§ **OBJECTIVE**:
Pull every line from the material below that includes the word "standing". Case counts, so uppercase and lowercase letters must match.

BEGIN RECORDS TO PROCESS

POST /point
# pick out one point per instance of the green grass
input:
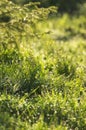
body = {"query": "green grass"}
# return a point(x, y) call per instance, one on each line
point(43, 84)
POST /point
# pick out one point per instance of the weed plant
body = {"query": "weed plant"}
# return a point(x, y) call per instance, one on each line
point(42, 69)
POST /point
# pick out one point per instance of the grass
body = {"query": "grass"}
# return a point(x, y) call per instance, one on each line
point(43, 85)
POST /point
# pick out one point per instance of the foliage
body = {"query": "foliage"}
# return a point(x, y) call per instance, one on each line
point(42, 69)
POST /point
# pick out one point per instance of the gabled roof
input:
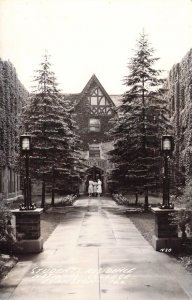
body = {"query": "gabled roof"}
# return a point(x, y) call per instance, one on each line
point(94, 80)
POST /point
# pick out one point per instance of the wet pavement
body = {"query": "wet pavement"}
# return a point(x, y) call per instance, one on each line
point(96, 253)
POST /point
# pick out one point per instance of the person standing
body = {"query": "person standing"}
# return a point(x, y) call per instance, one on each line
point(99, 187)
point(95, 188)
point(90, 188)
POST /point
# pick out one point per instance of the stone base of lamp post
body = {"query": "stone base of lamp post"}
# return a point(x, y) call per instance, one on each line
point(166, 237)
point(28, 230)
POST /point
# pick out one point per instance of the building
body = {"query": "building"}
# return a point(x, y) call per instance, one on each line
point(12, 97)
point(94, 109)
point(179, 97)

END RECORDS TO PROCESS

§ **PROBLEM SOLUTION**:
# pick out one point per instance of the person standing
body = {"query": "person standing"}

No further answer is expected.